Point annotation dataset records
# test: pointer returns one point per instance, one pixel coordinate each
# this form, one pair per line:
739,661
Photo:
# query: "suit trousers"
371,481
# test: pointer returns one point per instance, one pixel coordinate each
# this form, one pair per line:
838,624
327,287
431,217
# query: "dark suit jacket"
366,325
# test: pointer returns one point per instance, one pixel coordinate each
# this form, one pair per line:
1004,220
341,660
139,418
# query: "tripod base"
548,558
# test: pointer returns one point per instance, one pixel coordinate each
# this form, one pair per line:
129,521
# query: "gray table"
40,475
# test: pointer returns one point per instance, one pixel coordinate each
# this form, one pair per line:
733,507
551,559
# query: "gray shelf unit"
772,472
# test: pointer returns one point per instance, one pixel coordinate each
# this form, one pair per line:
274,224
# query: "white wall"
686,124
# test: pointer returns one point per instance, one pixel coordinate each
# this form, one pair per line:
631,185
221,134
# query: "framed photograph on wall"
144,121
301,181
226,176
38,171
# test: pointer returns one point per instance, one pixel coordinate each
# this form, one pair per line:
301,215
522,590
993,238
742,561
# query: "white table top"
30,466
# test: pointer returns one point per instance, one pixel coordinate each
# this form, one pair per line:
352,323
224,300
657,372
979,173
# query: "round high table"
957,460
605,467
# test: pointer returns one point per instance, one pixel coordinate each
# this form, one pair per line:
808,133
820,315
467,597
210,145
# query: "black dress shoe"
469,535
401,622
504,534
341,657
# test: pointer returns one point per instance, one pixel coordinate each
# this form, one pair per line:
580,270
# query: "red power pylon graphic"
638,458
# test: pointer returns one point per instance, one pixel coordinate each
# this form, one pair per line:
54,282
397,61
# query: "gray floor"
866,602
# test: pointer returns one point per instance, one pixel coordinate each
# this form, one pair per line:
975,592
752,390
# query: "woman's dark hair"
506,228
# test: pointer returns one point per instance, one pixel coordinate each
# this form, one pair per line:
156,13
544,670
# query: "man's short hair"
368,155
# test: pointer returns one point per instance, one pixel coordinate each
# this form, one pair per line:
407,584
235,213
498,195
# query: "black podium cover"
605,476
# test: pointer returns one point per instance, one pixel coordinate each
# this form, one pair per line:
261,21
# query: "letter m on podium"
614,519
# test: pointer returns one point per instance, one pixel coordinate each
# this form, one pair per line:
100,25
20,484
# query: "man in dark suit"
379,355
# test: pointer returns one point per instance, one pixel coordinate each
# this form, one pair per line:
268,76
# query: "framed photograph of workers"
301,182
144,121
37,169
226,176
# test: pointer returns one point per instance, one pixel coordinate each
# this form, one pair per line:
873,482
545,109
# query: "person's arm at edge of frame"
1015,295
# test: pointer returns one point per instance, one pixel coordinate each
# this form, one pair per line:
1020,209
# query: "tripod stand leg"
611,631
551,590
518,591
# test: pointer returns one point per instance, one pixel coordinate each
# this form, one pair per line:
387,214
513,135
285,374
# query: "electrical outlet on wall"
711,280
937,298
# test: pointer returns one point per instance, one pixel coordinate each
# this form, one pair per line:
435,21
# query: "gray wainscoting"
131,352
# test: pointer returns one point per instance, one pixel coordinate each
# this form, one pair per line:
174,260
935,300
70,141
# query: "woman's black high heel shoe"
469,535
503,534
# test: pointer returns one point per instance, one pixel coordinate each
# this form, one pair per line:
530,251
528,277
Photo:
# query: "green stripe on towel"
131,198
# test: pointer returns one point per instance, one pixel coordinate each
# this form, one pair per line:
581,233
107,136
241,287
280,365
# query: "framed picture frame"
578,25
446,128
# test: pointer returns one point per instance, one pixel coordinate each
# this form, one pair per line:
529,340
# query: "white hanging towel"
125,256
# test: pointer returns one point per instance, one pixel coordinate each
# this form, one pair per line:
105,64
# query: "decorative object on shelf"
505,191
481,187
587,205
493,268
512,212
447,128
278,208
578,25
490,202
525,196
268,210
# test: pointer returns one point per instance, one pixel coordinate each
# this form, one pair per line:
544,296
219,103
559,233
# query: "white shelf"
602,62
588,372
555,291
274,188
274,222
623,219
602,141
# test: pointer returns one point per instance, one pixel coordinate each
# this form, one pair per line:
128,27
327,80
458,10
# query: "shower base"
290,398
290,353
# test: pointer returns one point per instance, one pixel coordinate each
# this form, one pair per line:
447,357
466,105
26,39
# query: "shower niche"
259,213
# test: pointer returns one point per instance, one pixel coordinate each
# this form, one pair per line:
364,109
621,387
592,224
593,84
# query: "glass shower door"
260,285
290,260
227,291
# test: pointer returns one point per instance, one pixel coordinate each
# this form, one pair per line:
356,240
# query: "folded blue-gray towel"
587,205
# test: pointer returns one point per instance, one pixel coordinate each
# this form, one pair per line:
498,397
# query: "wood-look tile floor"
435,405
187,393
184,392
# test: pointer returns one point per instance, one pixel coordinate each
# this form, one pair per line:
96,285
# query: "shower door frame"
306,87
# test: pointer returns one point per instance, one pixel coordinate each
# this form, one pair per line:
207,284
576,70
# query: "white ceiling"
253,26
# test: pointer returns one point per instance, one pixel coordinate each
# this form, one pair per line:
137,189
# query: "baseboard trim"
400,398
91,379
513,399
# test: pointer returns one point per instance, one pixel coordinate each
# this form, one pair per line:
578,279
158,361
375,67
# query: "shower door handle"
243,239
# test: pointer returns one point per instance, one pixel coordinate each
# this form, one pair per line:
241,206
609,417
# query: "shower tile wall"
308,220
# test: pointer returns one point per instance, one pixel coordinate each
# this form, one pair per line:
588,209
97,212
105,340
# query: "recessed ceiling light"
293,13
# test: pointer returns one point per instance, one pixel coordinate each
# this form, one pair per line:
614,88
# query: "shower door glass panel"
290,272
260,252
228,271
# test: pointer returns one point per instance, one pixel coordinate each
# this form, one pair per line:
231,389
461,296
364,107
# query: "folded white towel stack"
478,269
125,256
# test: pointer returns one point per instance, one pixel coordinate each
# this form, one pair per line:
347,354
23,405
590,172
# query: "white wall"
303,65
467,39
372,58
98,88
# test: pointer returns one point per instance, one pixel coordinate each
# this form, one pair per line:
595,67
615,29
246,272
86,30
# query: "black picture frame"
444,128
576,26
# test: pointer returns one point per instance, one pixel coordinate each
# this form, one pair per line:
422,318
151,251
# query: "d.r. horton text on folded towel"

The request - How many lines in the records above contain the string "shelf"? Matching is case-sensitive; reply with the number only.

Correct output - 3